[Begin INPUT DATA]
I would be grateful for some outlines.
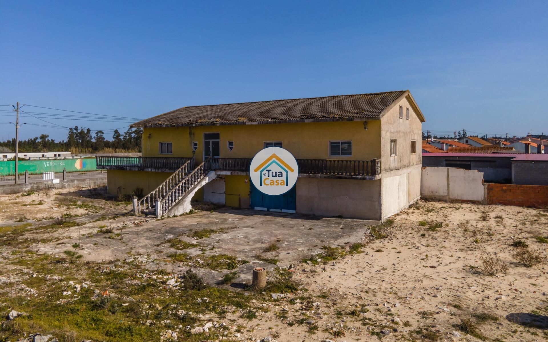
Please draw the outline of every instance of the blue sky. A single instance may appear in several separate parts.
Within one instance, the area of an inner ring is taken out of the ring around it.
[[[3,1],[0,105],[144,118],[184,106],[409,89],[425,130],[548,134],[547,17],[545,1]],[[0,122],[13,120],[6,115]],[[127,124],[81,115],[90,117],[43,120]],[[0,139],[14,130],[0,124]],[[30,125],[20,136],[43,133],[66,137]]]

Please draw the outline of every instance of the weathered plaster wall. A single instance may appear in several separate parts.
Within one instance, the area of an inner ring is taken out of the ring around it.
[[[299,213],[379,220],[381,181],[300,178]]]
[[[204,202],[225,205],[225,178],[220,177],[212,181],[203,189]]]
[[[382,182],[383,219],[408,207],[420,197],[420,165],[385,171]]]
[[[421,195],[444,200],[483,201],[483,173],[456,167],[424,167]]]
[[[367,130],[364,122],[367,123]],[[201,163],[203,156],[203,134],[219,132],[221,158],[251,158],[263,148],[264,142],[281,141],[284,148],[299,159],[379,159],[381,157],[380,126],[380,121],[375,120],[145,128],[142,135],[142,155],[190,157],[192,156],[192,143],[196,141],[196,161]],[[330,140],[351,140],[352,155],[330,156]],[[232,151],[228,148],[229,141],[234,142]],[[172,142],[173,153],[159,154],[160,142]],[[418,148],[419,147],[418,145]]]
[[[107,170],[107,191],[111,195],[130,194],[135,188],[142,188],[146,195],[156,189],[173,173],[133,171],[122,170]]]
[[[249,197],[250,184],[249,176],[225,176],[226,205],[236,208],[249,208],[251,202]]]
[[[399,118],[399,106],[403,107],[403,118]],[[409,120],[406,109],[409,108]],[[381,119],[381,149],[383,173],[422,163],[423,124],[407,98],[396,102]],[[397,155],[390,155],[390,140],[398,141]],[[411,140],[415,141],[416,153],[411,154]]]

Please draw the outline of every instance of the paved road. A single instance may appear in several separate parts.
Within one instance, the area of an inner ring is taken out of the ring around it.
[[[43,182],[42,175],[29,175],[29,183],[38,183]],[[67,179],[82,179],[82,178],[106,178],[106,172],[103,171],[90,171],[88,172],[70,172],[67,173]],[[62,173],[55,173],[55,179],[62,179]],[[7,184],[13,184],[15,183],[15,177],[13,176],[0,178],[0,186]],[[25,183],[25,176],[19,176],[19,183]]]

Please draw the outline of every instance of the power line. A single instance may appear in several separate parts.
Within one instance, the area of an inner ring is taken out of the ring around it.
[[[95,113],[87,113],[86,112],[78,112],[78,111],[68,111],[67,109],[58,109],[58,108],[50,108],[50,107],[41,107],[40,106],[33,106],[32,105],[25,105],[25,106],[28,106],[29,107],[37,107],[37,108],[42,108],[46,109],[52,109],[52,111],[61,111],[62,112],[70,112],[71,113],[80,113],[80,114],[89,114],[90,115],[100,115],[100,116],[101,116],[101,117],[112,117],[112,116],[113,116],[113,115],[106,115],[106,114],[95,114]],[[136,118],[130,118],[129,117],[120,117],[120,118],[123,118],[124,119],[132,119],[141,120],[140,119],[138,119]]]

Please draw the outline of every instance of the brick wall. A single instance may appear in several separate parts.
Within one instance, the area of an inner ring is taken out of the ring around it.
[[[487,184],[487,202],[520,207],[548,207],[548,186]]]

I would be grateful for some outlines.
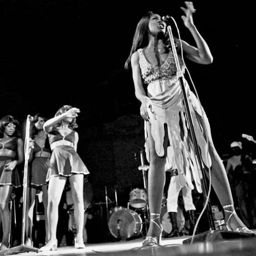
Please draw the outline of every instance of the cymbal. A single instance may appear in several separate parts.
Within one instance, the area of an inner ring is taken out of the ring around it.
[[[116,203],[115,202],[110,202],[108,203],[108,204],[113,204]],[[95,204],[96,205],[100,205],[101,204],[106,204],[105,202],[99,202],[98,203],[94,203],[93,204]]]

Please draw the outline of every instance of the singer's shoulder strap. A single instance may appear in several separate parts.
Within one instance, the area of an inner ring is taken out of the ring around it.
[[[142,52],[143,51],[143,49],[138,49],[137,50],[137,52],[139,53],[139,56],[140,56],[140,59],[143,55]]]
[[[140,57],[140,64],[141,65],[141,62],[144,60],[144,54],[143,54],[143,49],[140,49],[137,50],[137,52],[139,53],[139,56]]]

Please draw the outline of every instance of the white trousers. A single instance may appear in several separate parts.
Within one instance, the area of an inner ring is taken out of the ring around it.
[[[186,211],[196,210],[193,203],[192,190],[186,186],[182,187],[179,182],[179,175],[173,176],[171,178],[168,195],[167,196],[167,211],[177,212],[178,210],[178,198],[180,190],[182,192],[182,196]]]

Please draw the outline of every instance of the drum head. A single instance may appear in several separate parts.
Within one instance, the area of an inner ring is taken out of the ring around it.
[[[130,193],[130,204],[134,208],[142,208],[147,204],[147,196],[146,191],[141,189],[134,189]]]
[[[141,231],[142,222],[140,216],[134,211],[121,209],[112,214],[109,219],[109,227],[115,237],[127,238]],[[140,224],[139,228],[138,224]]]
[[[172,226],[169,214],[167,212],[167,207],[166,205],[162,206],[161,208],[160,220],[163,226],[163,235],[166,235],[170,234],[172,231]]]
[End INPUT DATA]
List every line of the rows above that contains the word "wall".

Please draw the outline of every instance of the weathered plaster wall. A single instance may appear in several separate parts.
Please draw the outline of every instance of the brick wall. A single instance may appear in several separate parts.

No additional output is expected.